-- Data shown --
--- --- ---

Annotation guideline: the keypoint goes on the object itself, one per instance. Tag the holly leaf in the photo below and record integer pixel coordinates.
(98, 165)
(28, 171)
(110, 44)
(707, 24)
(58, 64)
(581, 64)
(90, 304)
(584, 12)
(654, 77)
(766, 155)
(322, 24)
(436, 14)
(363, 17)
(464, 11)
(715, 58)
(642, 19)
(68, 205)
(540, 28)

--- --- ---

-- What you will do --
Rescale the lines above by writing out every line in full, including the first, with each point coordinate multiplied by 1.1 and rounded to the nearest whole number, halves rounded up.

-- Response to this exercise --
Annotation guideline: the keypoint goes on the object itself, one per instance. Tag the holly leaf in the photo below and record integer pixel coordinates.
(108, 182)
(31, 188)
(121, 48)
(778, 26)
(64, 70)
(639, 70)
(99, 334)
(642, 13)
(719, 85)
(843, 171)
(354, 26)
(480, 15)
(399, 19)
(510, 12)
(787, 64)
(706, 21)
(75, 226)
(594, 31)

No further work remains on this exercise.